Write only the number of lines in the entries below that contain the string "written".

(Exercise materials Opens)

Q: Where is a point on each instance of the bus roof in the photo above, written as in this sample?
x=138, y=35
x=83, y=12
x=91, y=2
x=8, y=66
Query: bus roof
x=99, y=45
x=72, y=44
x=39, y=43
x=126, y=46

(Exercise materials Closes)
(Exercise materials Opens)

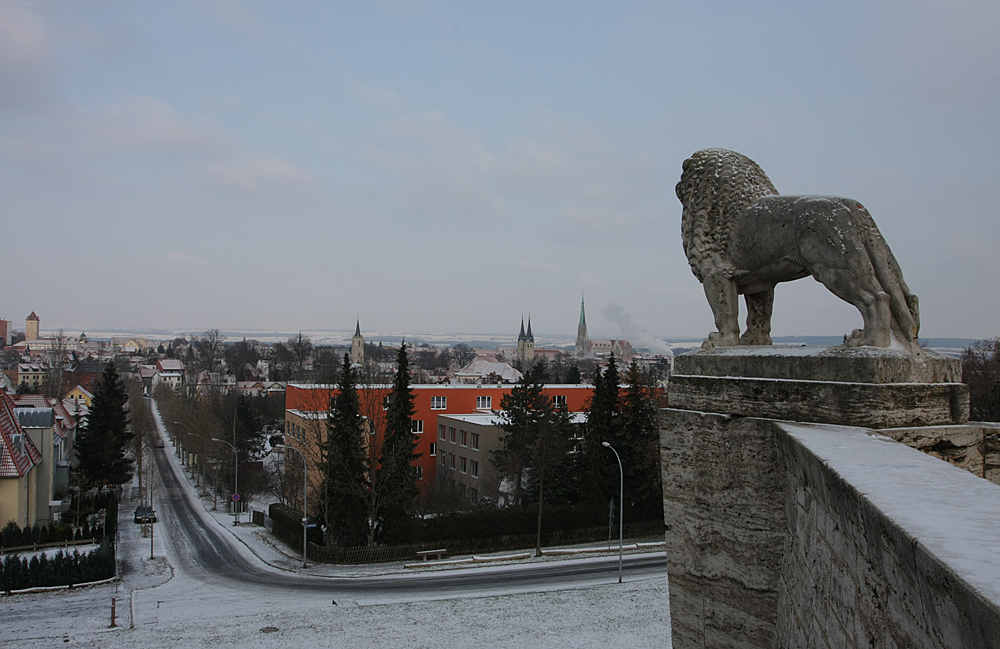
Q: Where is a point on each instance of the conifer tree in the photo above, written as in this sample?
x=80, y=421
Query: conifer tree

(Exercise materials Closes)

Response » 2